● **Exercise**
Pull out every line below that contains the string "road", matching upper and lower case exactly.

● **Supplied records**

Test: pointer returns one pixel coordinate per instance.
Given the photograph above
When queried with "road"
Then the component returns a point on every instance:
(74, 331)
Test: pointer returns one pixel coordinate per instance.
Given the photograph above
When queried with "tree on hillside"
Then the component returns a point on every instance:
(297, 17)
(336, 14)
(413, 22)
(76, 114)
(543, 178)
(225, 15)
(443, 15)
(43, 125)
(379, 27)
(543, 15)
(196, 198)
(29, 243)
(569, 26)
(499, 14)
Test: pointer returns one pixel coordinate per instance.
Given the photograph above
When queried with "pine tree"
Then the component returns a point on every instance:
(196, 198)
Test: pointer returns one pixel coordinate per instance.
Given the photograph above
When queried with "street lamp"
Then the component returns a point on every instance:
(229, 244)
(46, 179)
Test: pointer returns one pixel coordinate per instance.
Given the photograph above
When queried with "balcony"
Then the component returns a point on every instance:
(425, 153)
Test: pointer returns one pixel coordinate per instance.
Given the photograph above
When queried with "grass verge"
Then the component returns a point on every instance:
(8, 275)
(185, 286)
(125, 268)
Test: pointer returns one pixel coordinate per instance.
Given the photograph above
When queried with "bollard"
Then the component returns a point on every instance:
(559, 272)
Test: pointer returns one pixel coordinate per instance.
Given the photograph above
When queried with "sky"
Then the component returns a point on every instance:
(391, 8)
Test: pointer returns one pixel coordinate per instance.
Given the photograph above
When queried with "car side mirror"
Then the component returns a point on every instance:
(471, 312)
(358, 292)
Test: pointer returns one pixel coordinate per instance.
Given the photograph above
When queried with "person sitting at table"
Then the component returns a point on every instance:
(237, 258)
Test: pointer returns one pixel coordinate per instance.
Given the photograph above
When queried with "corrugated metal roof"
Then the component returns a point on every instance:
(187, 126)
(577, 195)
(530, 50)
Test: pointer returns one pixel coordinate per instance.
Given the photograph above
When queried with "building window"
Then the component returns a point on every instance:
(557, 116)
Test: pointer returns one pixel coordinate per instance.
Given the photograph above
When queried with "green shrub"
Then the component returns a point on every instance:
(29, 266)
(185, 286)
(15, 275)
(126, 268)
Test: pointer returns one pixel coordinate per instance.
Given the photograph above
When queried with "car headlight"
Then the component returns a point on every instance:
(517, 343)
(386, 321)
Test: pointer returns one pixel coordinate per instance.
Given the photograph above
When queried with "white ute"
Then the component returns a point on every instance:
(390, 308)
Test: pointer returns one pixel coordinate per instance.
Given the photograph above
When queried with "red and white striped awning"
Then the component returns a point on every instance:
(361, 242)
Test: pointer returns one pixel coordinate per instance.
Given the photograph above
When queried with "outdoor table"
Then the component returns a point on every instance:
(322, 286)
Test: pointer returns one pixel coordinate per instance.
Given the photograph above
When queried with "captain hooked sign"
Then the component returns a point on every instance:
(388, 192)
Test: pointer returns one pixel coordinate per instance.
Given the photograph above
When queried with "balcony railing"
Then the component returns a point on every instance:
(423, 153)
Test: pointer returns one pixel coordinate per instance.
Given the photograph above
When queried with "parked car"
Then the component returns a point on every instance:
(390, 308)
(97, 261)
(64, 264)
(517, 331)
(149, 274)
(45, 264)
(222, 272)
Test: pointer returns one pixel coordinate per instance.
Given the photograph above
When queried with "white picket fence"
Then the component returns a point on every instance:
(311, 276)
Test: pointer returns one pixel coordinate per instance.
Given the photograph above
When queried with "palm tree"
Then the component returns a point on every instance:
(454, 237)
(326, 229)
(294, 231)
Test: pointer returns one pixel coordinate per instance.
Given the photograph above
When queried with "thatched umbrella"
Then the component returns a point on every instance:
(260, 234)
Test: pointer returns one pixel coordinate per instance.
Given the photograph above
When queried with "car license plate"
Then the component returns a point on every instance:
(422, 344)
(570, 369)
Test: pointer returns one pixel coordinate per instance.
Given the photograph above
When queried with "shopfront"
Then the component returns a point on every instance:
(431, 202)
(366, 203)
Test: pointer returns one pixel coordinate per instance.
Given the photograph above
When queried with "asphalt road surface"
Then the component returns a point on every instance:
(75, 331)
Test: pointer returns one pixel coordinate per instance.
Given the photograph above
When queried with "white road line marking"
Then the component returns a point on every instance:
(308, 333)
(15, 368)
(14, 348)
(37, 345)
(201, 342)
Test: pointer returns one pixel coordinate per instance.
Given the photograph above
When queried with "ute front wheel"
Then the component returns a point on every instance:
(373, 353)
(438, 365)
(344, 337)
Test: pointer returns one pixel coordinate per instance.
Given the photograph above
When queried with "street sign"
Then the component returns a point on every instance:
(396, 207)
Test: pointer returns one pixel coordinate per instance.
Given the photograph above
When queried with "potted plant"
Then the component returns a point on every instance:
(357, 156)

● **The completed task**
When queried with "road"
When queried with "asphalt road surface"
When queried with "white road line marking"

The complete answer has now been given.